* The task
Copy out the lines of the records below, starting at the line that contains "the hat crown" and ending at the line that contains "column 488, row 72". Leave the picture out.
+ + + + + + +
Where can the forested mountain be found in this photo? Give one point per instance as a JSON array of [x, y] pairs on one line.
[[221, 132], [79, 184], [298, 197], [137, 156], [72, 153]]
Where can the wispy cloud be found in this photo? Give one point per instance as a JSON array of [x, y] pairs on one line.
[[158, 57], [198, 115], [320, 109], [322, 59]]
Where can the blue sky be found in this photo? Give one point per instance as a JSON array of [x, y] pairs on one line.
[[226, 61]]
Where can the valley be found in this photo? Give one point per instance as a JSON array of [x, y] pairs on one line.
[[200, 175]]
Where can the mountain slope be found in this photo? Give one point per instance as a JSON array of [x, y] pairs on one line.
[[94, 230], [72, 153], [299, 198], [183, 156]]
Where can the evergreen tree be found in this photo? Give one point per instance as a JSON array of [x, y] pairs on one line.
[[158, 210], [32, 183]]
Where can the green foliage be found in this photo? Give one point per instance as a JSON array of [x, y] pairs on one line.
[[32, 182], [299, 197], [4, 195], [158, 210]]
+ + + + + + +
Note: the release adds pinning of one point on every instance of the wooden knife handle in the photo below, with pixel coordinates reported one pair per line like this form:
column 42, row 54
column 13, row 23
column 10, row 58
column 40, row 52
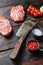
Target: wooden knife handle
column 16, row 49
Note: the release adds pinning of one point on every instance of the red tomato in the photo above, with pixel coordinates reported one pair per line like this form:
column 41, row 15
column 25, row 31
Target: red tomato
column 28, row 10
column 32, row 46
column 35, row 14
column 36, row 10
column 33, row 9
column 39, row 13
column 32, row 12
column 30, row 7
+ + + + + + +
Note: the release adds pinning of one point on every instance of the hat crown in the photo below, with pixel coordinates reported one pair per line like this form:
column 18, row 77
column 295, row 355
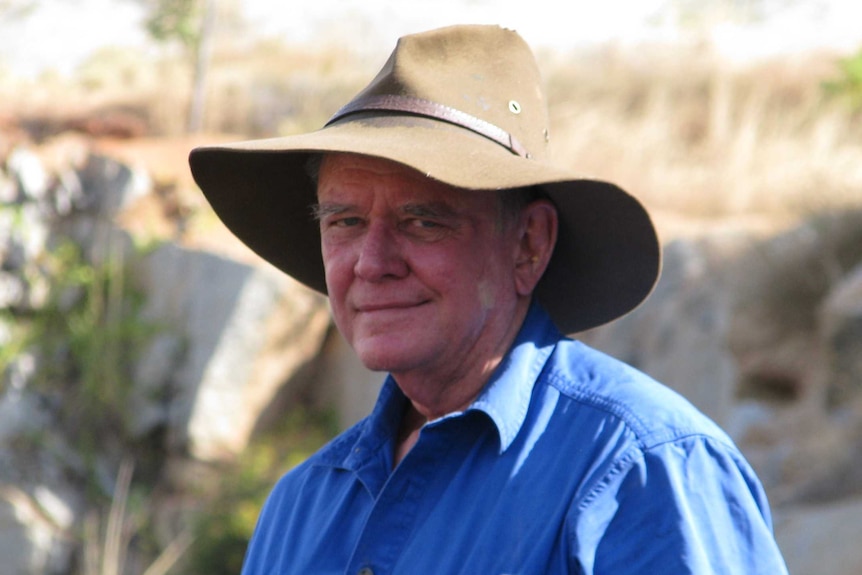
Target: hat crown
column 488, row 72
+ + + + + + +
* Answer to the exercise
Note: the release adds pinning of one point on every instance of the hat crown in the photo below, with pixel coordinates reported one pair per line like this form:
column 18, row 77
column 295, row 355
Target: hat crown
column 488, row 72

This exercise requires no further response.